Only the lines from the one holding "Within the same" through the end of the material are to be repeated, exactly and without pictures.
-- Extracted information follows --
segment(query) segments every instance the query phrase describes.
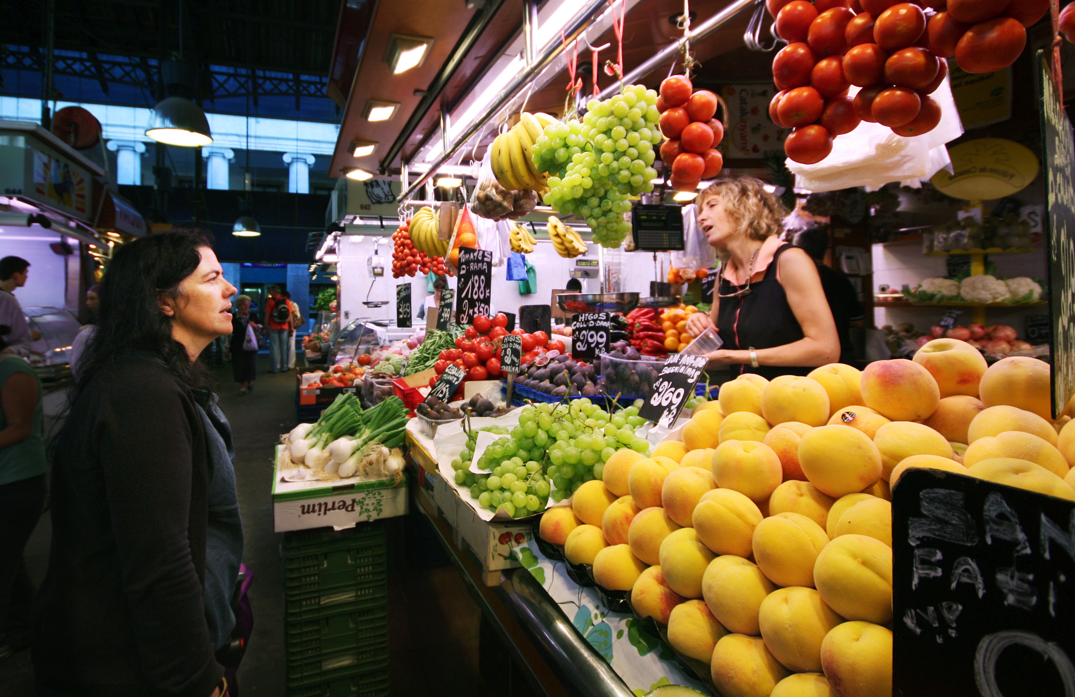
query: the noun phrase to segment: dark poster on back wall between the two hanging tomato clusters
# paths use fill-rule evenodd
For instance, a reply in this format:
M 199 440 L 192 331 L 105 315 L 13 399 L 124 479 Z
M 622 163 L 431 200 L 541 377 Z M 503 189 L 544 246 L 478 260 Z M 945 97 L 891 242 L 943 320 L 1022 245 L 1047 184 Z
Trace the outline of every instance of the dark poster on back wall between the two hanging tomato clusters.
M 783 157 L 789 131 L 769 118 L 775 90 L 772 83 L 725 85 L 720 90 L 728 103 L 728 128 L 720 144 L 725 158 L 761 159 L 774 153 Z

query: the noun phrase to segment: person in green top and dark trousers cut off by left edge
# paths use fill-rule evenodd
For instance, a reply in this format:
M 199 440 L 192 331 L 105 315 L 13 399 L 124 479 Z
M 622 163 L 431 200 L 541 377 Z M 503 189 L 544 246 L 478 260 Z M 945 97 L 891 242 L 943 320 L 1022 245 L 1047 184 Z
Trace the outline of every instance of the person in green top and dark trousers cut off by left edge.
M 30 645 L 33 584 L 23 551 L 45 500 L 41 380 L 0 325 L 0 660 Z

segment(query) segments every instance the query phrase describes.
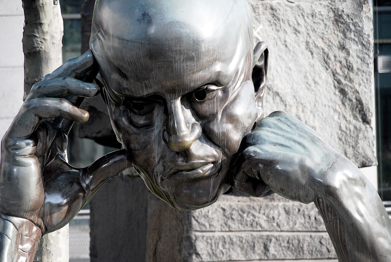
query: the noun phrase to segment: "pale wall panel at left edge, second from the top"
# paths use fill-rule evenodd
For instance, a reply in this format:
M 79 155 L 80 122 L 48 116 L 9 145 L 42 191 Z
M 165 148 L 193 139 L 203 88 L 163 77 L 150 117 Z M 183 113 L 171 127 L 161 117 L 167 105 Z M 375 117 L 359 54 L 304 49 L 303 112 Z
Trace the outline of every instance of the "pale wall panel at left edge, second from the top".
M 0 50 L 2 50 L 0 67 L 22 66 L 23 68 L 23 23 L 24 16 L 0 16 Z

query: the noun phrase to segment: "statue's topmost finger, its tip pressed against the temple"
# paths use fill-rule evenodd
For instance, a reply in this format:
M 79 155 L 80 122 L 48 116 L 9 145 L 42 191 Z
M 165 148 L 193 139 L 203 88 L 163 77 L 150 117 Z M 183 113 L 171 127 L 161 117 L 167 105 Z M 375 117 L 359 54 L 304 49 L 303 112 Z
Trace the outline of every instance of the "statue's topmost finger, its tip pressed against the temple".
M 59 68 L 54 70 L 52 74 L 45 75 L 42 80 L 69 76 L 85 82 L 92 82 L 98 71 L 97 61 L 95 60 L 92 51 L 88 50 L 79 57 L 69 59 Z

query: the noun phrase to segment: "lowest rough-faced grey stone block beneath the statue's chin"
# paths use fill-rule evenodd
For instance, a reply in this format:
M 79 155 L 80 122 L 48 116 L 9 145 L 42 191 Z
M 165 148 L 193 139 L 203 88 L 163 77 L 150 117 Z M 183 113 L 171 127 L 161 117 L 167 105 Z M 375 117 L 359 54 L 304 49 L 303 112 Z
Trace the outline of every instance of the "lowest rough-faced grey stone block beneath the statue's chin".
M 215 232 L 189 238 L 187 262 L 336 258 L 327 233 Z

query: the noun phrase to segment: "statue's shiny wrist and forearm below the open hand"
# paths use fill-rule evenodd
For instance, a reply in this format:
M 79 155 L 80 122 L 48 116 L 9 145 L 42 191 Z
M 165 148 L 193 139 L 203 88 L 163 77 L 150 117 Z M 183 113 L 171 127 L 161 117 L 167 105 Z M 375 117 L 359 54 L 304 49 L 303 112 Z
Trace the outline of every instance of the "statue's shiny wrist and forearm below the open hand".
M 0 262 L 32 262 L 40 238 L 30 220 L 0 213 Z

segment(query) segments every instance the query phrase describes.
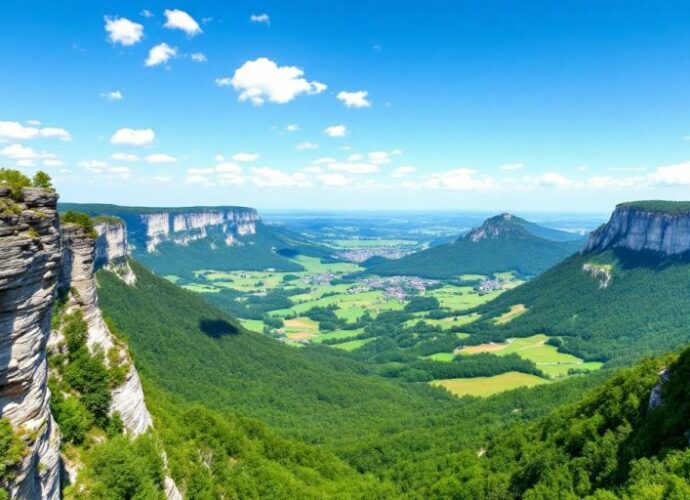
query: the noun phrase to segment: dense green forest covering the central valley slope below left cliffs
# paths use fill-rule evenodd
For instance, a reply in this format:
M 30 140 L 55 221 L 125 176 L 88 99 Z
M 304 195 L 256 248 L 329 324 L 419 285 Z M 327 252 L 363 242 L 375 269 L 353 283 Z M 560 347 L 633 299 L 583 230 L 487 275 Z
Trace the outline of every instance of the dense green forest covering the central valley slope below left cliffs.
M 367 491 L 394 488 L 394 494 L 383 496 L 422 498 L 441 491 L 449 475 L 460 473 L 468 454 L 475 454 L 498 430 L 573 401 L 607 375 L 602 371 L 485 400 L 458 399 L 424 383 L 383 378 L 369 364 L 334 349 L 288 347 L 247 332 L 198 295 L 136 263 L 133 267 L 138 276 L 134 287 L 109 272 L 99 272 L 101 307 L 118 336 L 130 345 L 154 419 L 172 418 L 166 416 L 172 413 L 178 422 L 157 428 L 164 442 L 176 443 L 170 446 L 171 467 L 182 484 L 191 481 L 190 457 L 198 456 L 184 451 L 185 446 L 200 446 L 210 439 L 225 447 L 226 455 L 219 456 L 234 457 L 233 441 L 226 443 L 229 438 L 218 422 L 227 422 L 223 429 L 255 436 L 251 429 L 258 424 L 251 422 L 260 419 L 272 429 L 267 435 L 275 432 L 275 439 L 280 436 L 302 451 L 274 455 L 257 443 L 257 450 L 265 453 L 257 460 L 277 460 L 289 469 L 305 453 L 317 457 L 308 462 L 314 468 L 317 462 L 333 461 L 328 473 L 333 481 L 340 474 L 334 471 L 342 469 L 348 477 L 351 469 L 359 474 L 352 479 L 352 488 L 365 484 Z M 197 422 L 203 419 L 194 413 L 200 407 L 211 413 L 203 417 L 210 422 L 203 432 L 197 431 Z M 187 411 L 193 416 L 185 417 Z M 249 422 L 249 427 L 242 430 L 242 422 Z M 213 434 L 216 428 L 218 433 Z M 187 444 L 178 448 L 181 442 Z M 176 449 L 183 451 L 173 456 Z M 239 488 L 233 482 L 239 480 L 238 472 L 223 470 L 227 484 Z M 326 474 L 319 471 L 314 481 Z M 369 483 L 371 478 L 376 486 Z M 214 476 L 211 482 L 215 481 Z M 338 487 L 335 483 L 332 491 Z M 270 484 L 266 487 L 279 486 Z M 324 483 L 321 491 L 331 491 L 331 486 Z

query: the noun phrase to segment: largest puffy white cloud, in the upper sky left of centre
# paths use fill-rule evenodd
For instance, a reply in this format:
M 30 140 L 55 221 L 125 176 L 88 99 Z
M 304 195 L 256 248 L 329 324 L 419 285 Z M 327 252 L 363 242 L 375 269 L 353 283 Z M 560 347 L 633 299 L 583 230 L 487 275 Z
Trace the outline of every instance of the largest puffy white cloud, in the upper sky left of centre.
M 265 57 L 247 61 L 237 70 L 230 84 L 239 92 L 240 101 L 251 101 L 256 106 L 264 102 L 285 104 L 300 94 L 319 94 L 326 85 L 307 81 L 304 71 L 296 66 L 278 66 Z M 226 86 L 227 79 L 216 80 L 216 85 Z

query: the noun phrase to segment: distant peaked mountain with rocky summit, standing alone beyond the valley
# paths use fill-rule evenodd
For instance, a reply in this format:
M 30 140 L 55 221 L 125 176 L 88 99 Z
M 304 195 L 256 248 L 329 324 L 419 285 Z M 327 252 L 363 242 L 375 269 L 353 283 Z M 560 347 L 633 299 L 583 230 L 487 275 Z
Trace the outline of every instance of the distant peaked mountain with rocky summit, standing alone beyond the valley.
M 427 278 L 502 271 L 536 275 L 579 250 L 582 242 L 578 234 L 550 229 L 506 213 L 487 219 L 452 243 L 397 260 L 371 262 L 368 272 Z

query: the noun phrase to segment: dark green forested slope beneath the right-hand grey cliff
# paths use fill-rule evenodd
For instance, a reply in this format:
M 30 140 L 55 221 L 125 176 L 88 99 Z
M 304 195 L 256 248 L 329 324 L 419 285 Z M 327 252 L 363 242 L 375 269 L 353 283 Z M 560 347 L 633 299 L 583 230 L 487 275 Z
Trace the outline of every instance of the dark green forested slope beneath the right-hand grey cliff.
M 587 271 L 593 266 L 604 274 Z M 592 267 L 590 267 L 591 269 Z M 604 286 L 606 284 L 606 286 Z M 690 264 L 625 251 L 575 255 L 481 307 L 468 343 L 546 333 L 561 351 L 621 365 L 690 342 Z M 511 305 L 527 312 L 496 324 Z

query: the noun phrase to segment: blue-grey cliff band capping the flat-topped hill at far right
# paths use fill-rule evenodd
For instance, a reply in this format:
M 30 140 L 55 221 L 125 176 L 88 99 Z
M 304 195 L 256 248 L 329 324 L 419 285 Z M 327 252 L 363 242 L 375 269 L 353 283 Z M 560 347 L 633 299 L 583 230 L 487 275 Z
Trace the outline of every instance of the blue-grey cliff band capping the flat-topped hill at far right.
M 690 251 L 690 214 L 618 205 L 611 219 L 594 231 L 583 253 L 623 248 L 667 256 Z

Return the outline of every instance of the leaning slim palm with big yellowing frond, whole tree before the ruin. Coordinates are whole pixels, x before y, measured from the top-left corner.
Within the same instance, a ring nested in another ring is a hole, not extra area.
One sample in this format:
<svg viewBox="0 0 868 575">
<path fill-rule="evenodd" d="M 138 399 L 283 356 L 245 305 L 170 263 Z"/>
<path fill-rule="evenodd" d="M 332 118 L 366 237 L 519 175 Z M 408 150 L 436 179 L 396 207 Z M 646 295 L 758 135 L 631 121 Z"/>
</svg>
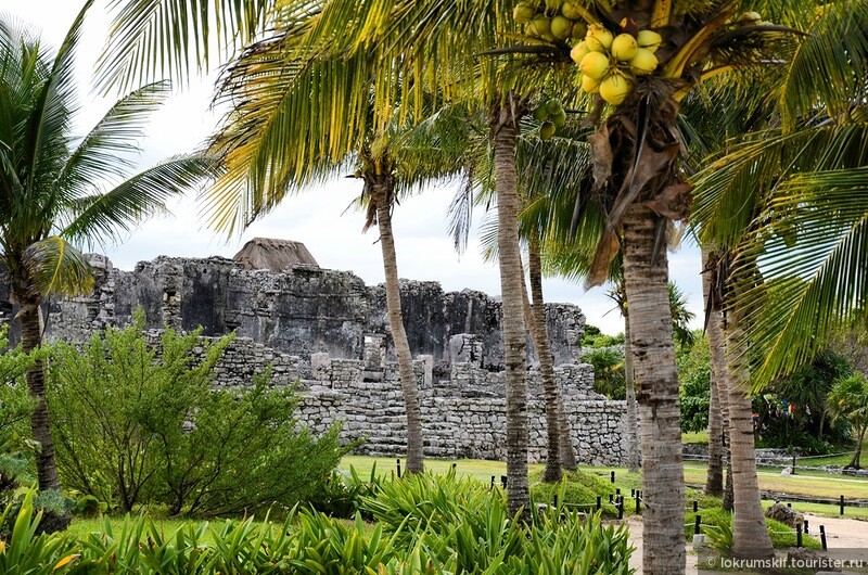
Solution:
<svg viewBox="0 0 868 575">
<path fill-rule="evenodd" d="M 290 193 L 356 167 L 363 181 L 365 230 L 376 225 L 385 272 L 386 308 L 407 410 L 407 471 L 422 472 L 422 418 L 412 355 L 404 327 L 392 217 L 399 193 L 459 174 L 467 132 L 441 130 L 457 115 L 424 126 L 378 124 L 375 71 L 390 64 L 369 53 L 337 54 L 317 34 L 312 14 L 289 12 L 272 36 L 244 50 L 228 68 L 218 101 L 230 111 L 210 142 L 226 174 L 205 199 L 212 223 L 232 232 L 252 223 Z M 316 94 L 311 98 L 311 94 Z M 414 105 L 412 91 L 396 105 Z M 423 95 L 423 98 L 426 98 Z M 448 111 L 447 111 L 448 112 Z"/>
</svg>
-- Extracted information concluded --
▶ [Solution to this problem]
Within the same instance, a ring nested in another ring is a hole, not extra area.
One sample in this format:
<svg viewBox="0 0 868 575">
<path fill-rule="evenodd" d="M 138 399 L 283 356 L 245 305 L 170 263 Z"/>
<path fill-rule="evenodd" d="M 332 118 L 366 237 L 519 175 Z M 408 150 L 436 179 L 396 207 Z M 646 295 L 758 135 L 631 121 Z"/>
</svg>
Solution:
<svg viewBox="0 0 868 575">
<path fill-rule="evenodd" d="M 290 193 L 356 167 L 363 181 L 365 230 L 376 225 L 385 272 L 386 308 L 407 410 L 407 471 L 422 472 L 422 418 L 412 355 L 404 327 L 392 217 L 399 193 L 459 174 L 467 132 L 441 130 L 457 115 L 424 126 L 378 124 L 375 71 L 390 64 L 369 53 L 337 54 L 317 34 L 312 14 L 289 12 L 272 36 L 244 50 L 228 68 L 218 101 L 230 111 L 210 142 L 226 174 L 205 199 L 212 223 L 232 232 L 252 223 Z M 316 94 L 311 98 L 311 94 Z M 414 105 L 412 91 L 396 105 Z M 423 95 L 423 98 L 426 98 Z M 448 111 L 447 111 L 448 112 Z"/>
</svg>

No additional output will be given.